# Document extract
What a Ball Machine Can and Can't Teach: A Sarasota Coach on Skill Transfer

By Michael Boothman · June 12, 2026

Every week in Sarasota I watch players grind out hundreds of balls against a machine, walk off the court feeling sharp, and then lose the same way they lost last month. The strokes looked great in practice. They fell apart the moment a real opponent started moving them around. I’m Michael Boothman, and after 30-plus years of coaching I can tell you that gap isn’t a mystery. It’s predictable, it’s well documented in the motor learning research, and it’s fixable.

This post is about what a ball machine actually trains, what it can’t train, and how to spend your practice hours so the skill you build shows up when the score matters.

What the machine does well

Let me be fair to the machine first, because it does have a job.

A ball machine delivers the same ball, to the same spot, at the same pace, for as long as you want. That makes it useful for a narrow set of tasks: grooving a grip change you just learned, rehearsing contact on a shot you barely own yet, getting touches when you have no partner, or building basic confidence after an injury layoff. Early in learning a brand-new movement, that kind of repetition has real value. The research calls this blocked practice, and for true beginners it can speed up the first stage of acquisition.

So no, the machine isn’t useless. I’d rather a player hit 200 balls against a machine than hit zero balls at all.

What the machine can’t do

Here’s the problem. Tennis is not a hitting contest. It’s a perception sport. Before you ever swing, you read your opponent’s body, pick up the ball early, judge spin and depth, choose a target, and move — all under time pressure, all while the situation changes point to point.

A machine removes every one of those demands. There’s no opponent to read. No deception. No variation you didn’t program. No consequence for a poor choice, because there are no choices. You’re rehearsing the last 20 percent of the skill — the swing — while skipping the 80 percent that decides matches.

# Raw data
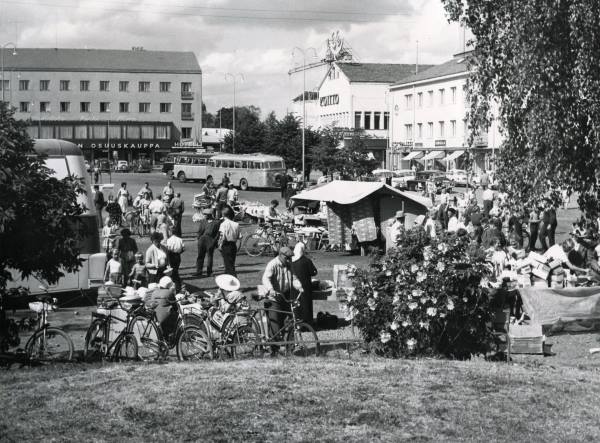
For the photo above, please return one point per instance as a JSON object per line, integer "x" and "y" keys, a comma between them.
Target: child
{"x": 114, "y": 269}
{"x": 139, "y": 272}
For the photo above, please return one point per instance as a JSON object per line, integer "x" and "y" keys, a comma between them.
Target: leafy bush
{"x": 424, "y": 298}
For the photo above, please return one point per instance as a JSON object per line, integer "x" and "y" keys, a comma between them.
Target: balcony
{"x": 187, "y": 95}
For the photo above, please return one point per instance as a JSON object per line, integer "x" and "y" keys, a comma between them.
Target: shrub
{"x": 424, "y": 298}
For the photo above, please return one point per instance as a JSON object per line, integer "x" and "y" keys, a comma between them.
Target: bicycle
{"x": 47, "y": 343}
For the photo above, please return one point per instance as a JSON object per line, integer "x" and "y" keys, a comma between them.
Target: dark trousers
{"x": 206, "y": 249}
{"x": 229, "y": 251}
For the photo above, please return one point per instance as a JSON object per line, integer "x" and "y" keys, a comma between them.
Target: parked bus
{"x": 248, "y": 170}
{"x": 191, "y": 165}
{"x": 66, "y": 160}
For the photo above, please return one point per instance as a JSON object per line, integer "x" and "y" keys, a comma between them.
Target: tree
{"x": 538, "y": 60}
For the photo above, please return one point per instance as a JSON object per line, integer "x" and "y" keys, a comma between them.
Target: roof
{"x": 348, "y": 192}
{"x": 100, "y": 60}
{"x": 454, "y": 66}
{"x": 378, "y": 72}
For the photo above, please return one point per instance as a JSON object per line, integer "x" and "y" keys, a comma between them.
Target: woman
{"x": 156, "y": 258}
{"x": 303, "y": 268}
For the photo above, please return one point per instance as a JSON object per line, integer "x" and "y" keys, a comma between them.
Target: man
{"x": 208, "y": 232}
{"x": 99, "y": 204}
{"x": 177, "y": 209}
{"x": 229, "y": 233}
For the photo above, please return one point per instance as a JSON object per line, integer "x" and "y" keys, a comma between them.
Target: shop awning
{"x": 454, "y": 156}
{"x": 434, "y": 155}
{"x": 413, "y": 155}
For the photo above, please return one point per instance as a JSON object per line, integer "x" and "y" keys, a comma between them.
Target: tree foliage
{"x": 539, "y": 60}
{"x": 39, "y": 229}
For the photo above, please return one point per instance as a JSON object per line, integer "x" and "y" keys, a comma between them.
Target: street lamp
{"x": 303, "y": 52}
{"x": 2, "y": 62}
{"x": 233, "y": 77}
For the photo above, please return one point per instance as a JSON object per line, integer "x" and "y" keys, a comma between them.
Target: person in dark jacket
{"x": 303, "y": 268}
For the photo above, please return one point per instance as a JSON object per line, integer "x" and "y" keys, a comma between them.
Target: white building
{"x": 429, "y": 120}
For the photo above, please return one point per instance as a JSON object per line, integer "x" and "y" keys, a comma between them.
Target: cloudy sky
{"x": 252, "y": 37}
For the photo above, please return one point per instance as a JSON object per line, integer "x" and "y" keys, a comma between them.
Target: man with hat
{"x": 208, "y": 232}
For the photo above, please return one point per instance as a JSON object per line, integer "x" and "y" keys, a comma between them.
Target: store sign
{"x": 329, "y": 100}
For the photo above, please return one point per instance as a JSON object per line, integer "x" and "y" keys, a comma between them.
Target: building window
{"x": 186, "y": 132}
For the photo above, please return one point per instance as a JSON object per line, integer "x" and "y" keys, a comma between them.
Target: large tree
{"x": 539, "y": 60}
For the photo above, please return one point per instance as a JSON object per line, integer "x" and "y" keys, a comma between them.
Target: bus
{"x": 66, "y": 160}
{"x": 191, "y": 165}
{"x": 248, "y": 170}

* * *

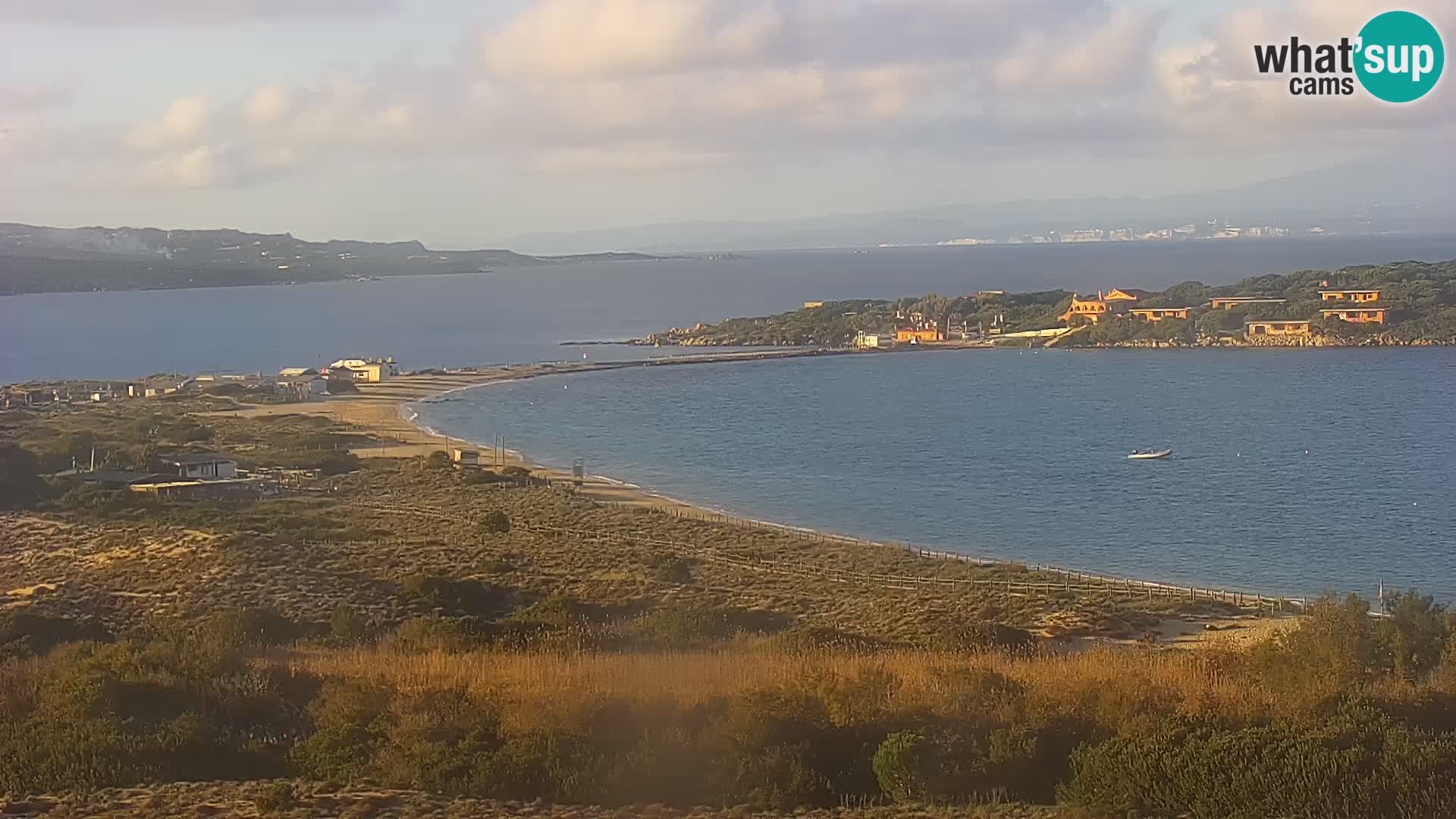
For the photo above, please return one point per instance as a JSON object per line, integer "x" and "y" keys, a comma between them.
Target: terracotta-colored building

# Task list
1. Return the text of the post on ball machine practice from "Every week in" to "and it’s fixable.", copied word for word.
2. Write the next part of the post on ball machine practice, picking up right after its last sentence.

# Answer list
1.
Every week in Sarasota I watch players grind out hundreds of balls against a machine, walk off the court feeling sharp, and then lose the same way they lost last month. The strokes looked great in practice. They fell apart the moment a real opponent started moving them around. I’m Michael Boothman, and after 30-plus years of coaching I can tell you that gap isn’t a mystery. It’s predictable, it’s well documented in the motor learning research, and it’s fixable.

2.
Motor learning researchers have a name for this idea: representative learning design. The principle, laid out by Pinder and colleagues in a widely cited 2011 paper in the Journal of Sport and Exercise Psychology (read the abstract here), is that practice transfers to competition in proportion to how well practice represents the real performance environment — the same information sources, the same decisions, the same time pressure. Strip those out and you build a skill that lives only in the conditions where you built it.

That’s exactly what I see on court. The machine player has a beautiful forehand against a predictable feed and a fragile one against a human being.

Live Ball Is the Method

This is why one of the Six Pillars I coach by at SRQ Tennis is called Live Ball Is the Method. Real rallies, real situations, real learning. From the first week, my players hit against moving, thinking opponents — even at the 10-and-under level. Not because it looks more fun (although it does), but because every live ball forces the full chain: read, decide, move, strike, recover. That chain is the sport. Train the chain, and the strokes that survive are strokes that actually work under pressure.

Live ball practice is harder. Players miss more in week one. Progress feels messier than the tidy rhythm of a machine session. But the research and three decades of my own players say the same thing: performance during practice and learning that lasts are not the same thing. The tidy session often produces less durable skill than the messy one.

If you want to see how I structure that on court, the coaching page breaks down how a typical SRQ Tennis session runs.

How I’d split your practice hours

If you’re a junior player or a parent planning a practice week here in Sarasota, here’s the honest split I give my own families:

Live ball: most of your time. Rallying with a purpose, point play with constraints, situation games — crosscourt battles, serve-plus-one patterns, defending against a player who attacks short balls. This is where match skill is built.

Machine or basket: a small, targeted slice. New technique that needs raw repetitions, a specific contact-point fix, or solo practice when no partner exists. Use it like medicine — specific dose, specific purpose — not like a meal.

Measure what matters. Don’t count how clean the session felt. Count what transfers: in our live drills, I want a player landing 8 out of 10 balls to a target zone inside a real rally before we add pace or raise the challenge. A number earned against a live ball means something a machine count never will.

Three questions to ask about any practice

Whether you train with me or anyone else, run your practice through these:

  1. Did I have to read anything? If every ball arrived exactly where I expected, I practiced swinging, not playing tennis.
  2. Did I have to decide anything? Target, shot selection, when to attack — if the answers were pre-loaded, the decision system got zero work.
  3. Would this rep happen in a match? Not “could it” — would it. The closer practice sits to the real thing, the more of it you keep.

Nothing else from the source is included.